- What you need to do:
A – Answer these questions from the news story below about anchor Barry Kriger's recovery, giving each answer on its own line marked as the question is:
(i) In which country was Kriger on vacation when he was hurt?
(ii) How many days did he stay at the hospital in Mexico City?
(iii) What aircraft carried him home?
B – Extend the news story below about Barry Kriger's accident and evacuation insurance, picking up after its final sentence.

- Study text:
22News Anchor Barry Kriger's road to recovery was long but he's ready to get back to work on Monday.
Kriger credits a type of insurance he purchased before his vacation for getting him back home to get the care he needed.
Kriger said, "I was on vacation in Mexico with a bunch of my friends, we go every year; we're paraglider pilots."
Eight days into his ten day trip this January, a van Kriger was a passenger in swerved to avoid another car and crashed.
He explained, "I got hurt pretty bad, I broke almost all my ribs, broke my pelvis, my collar bone and turns out I injured my heart."
Kriger was first sent to a village hospital and then transferred to a hospital in Mexico City.
He stayed there for 8 days until he was stable enough to fly home.
Kriger said, "There was no way that I could sit in a plane or go through a security screening, I needed a private air ambulance and because I purchased this evacuation insurance I actually rode a Lear Jet on a stretcher staffed with a doctor and nurse all the way home with no cost to me."
Evacuation insurance isn't a luxury; it's actually something anyone who travels internationally should look into.

- Listed entries:

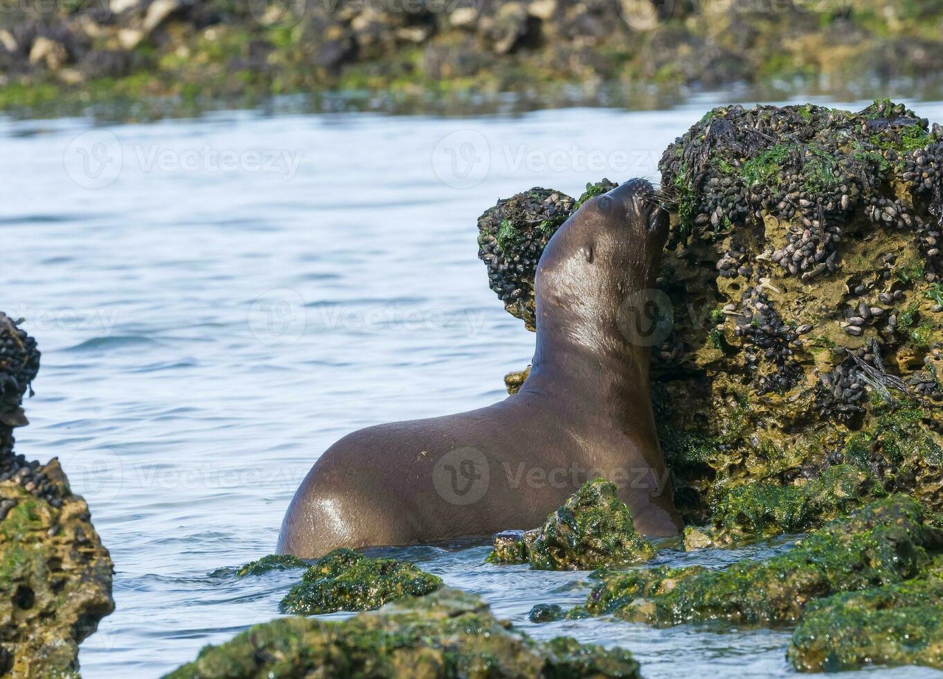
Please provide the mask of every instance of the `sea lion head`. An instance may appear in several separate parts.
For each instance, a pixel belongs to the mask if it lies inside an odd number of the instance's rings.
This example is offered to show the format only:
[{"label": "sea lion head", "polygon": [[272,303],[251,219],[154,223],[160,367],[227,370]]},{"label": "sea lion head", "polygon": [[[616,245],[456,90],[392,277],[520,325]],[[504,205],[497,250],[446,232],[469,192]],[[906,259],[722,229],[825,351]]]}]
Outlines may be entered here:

- Results of the exercise:
A –
(i) Mexico
(ii) 8 days
(iii) A Lear Jet, used as a private air ambulance

B –
Steve Brochu, the VP of insurance at AAA Pioneer Valley , said evacuation insurance can be bought separately or as part of a package vacation insurance plan.
He said, "The last thing anyone is thinking about when they're traveling to exotic place is what happens if I get injured."
In Kriger's case, the care and transportation he received from Mexico back to New England would have cost tens of thousands of dollars.
Without his evacuation insurance, he'd face huge financial obligations on top of his recovery.
Kriger said, "I shudder to think, I don't know what I would have done."
He also said if it weren't for the care he later received at Baystate Medical Center the damage to his heart might not have been found.
He said, "I may not be here, I very well may not be here, it's actually kind of miraculous that I didn't die at the accident scene."